_GIVEN ENTRIES_
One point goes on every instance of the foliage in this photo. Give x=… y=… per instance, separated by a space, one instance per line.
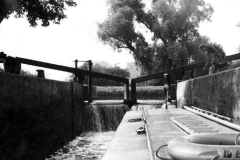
x=174 y=24
x=105 y=68
x=35 y=10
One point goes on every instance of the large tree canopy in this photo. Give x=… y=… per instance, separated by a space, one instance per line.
x=35 y=10
x=173 y=24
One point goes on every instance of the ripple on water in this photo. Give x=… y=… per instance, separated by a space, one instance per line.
x=88 y=146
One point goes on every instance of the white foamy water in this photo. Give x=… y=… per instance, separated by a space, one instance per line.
x=88 y=146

_ACTIVITY_
The line containing "One point goes on every instance of the ripple" and every line after it, through the last one above, should be written out word for word.

_SOLUTION TO THIS PROBLEM_
One point goes on every instance of the ripple on water in this photo. Give x=… y=… per instance, separated by a space, one instance per line.
x=88 y=146
One point goes on every instance of the white foamy water in this photo. Give x=… y=… per instance, separated by a space, one instance per line.
x=88 y=146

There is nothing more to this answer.